- Task brief
Pick out every line of the material below that contains the word "instance", and copy each such line in full.

- Data lines
====
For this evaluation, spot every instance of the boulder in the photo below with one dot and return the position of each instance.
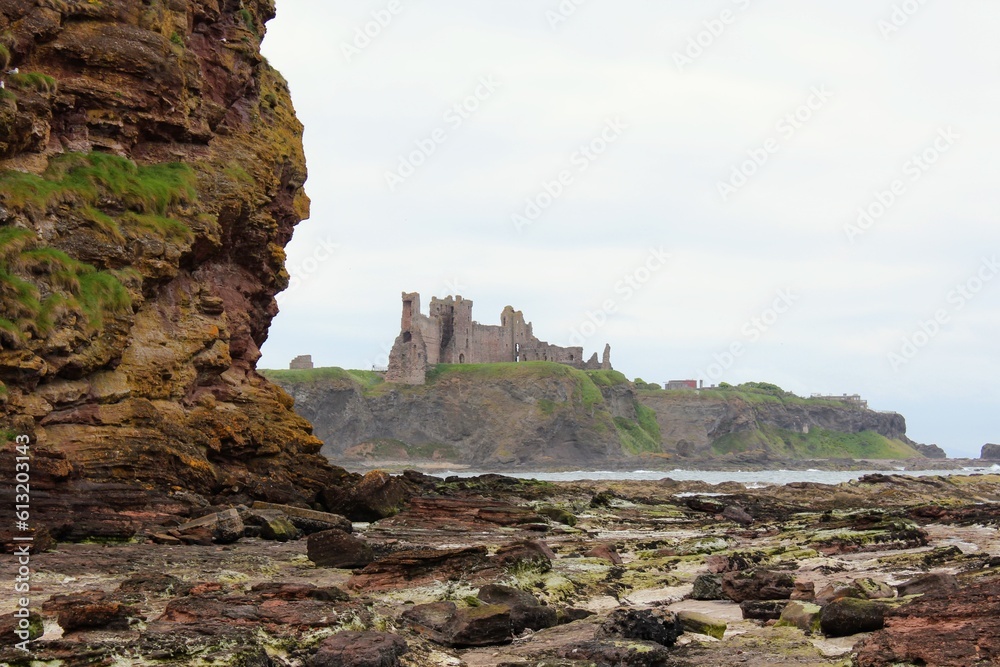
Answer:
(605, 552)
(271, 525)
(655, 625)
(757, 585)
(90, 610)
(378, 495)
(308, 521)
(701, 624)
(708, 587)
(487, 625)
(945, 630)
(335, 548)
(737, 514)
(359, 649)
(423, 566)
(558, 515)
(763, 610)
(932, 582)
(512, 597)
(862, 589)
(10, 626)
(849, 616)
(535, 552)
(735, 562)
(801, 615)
====
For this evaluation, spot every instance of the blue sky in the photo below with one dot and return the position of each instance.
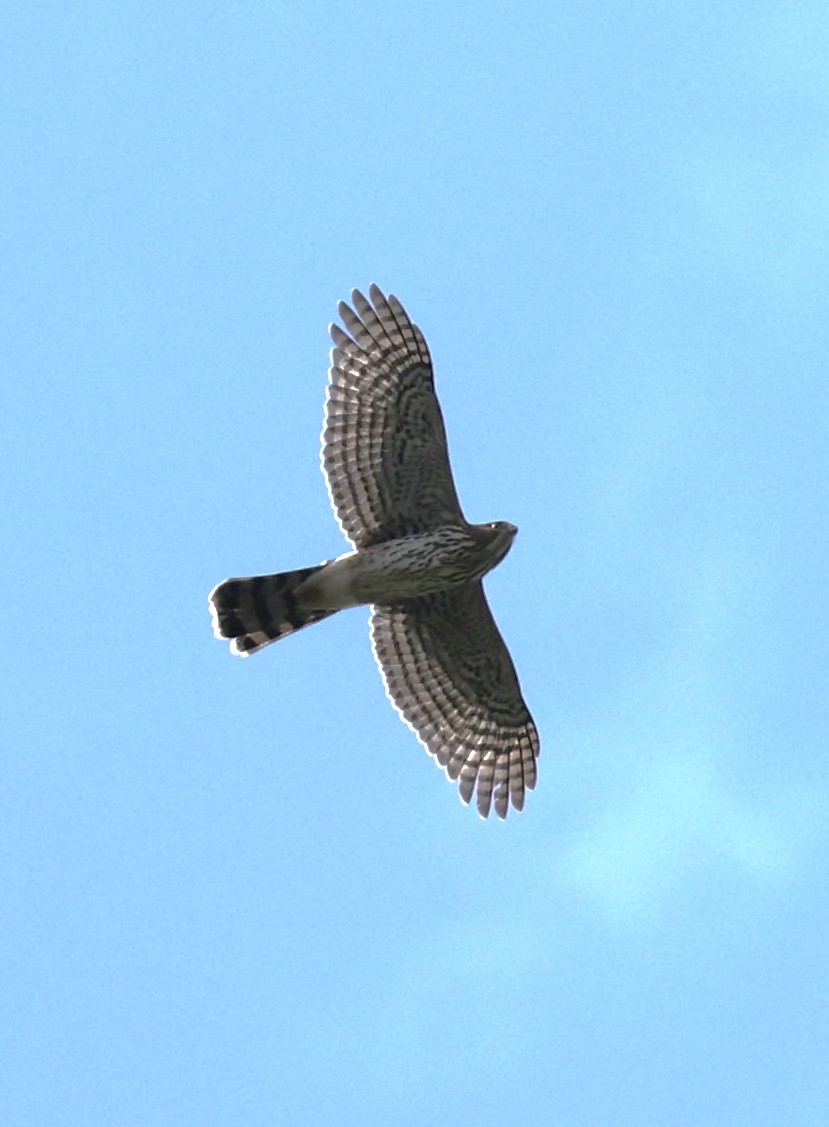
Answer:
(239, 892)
====
- Right answer
For this evaluation, spot every instance of the boulder in the photo below with one dot and return the position of each instance.
For this evaluation, spot every instance of the blue sky in the photo below with one dot and return the position of each instance.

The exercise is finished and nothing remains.